Records from a collection
####

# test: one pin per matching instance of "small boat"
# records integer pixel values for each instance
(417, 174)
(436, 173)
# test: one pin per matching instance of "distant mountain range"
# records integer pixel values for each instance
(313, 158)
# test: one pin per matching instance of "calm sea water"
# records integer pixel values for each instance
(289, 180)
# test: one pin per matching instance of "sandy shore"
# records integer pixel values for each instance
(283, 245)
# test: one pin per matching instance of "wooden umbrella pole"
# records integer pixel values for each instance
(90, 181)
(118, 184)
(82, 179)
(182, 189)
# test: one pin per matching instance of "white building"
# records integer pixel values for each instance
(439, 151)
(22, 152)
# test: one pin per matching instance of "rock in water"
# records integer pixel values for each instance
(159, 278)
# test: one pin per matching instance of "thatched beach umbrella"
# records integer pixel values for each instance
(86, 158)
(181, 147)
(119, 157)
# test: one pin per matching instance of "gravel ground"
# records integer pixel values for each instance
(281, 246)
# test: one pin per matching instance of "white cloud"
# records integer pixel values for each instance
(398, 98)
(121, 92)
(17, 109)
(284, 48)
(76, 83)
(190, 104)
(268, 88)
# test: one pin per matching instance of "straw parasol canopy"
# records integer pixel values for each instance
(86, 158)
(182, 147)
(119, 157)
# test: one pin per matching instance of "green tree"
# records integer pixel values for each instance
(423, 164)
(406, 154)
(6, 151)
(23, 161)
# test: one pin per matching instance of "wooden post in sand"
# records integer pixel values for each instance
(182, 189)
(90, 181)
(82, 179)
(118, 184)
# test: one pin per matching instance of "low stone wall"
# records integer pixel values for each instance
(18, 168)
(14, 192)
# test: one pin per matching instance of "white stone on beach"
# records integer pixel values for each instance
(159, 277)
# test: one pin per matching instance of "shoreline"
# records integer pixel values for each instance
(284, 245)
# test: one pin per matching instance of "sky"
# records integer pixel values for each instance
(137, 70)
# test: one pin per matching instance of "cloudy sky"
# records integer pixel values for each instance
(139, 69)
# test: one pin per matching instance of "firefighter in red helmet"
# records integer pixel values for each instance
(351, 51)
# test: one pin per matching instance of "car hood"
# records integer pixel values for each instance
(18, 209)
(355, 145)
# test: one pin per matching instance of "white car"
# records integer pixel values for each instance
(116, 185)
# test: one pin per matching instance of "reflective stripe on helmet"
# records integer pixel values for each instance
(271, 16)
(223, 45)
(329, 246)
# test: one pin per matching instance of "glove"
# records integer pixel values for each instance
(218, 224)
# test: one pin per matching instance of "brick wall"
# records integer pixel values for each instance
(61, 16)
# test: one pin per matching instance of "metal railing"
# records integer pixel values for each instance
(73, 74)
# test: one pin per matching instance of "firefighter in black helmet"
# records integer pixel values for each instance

####

PROBLEM DETAILS: Count the lines above that contain the string "wooden", matching case exactly, and reply with only that number.

SOLUTION: 2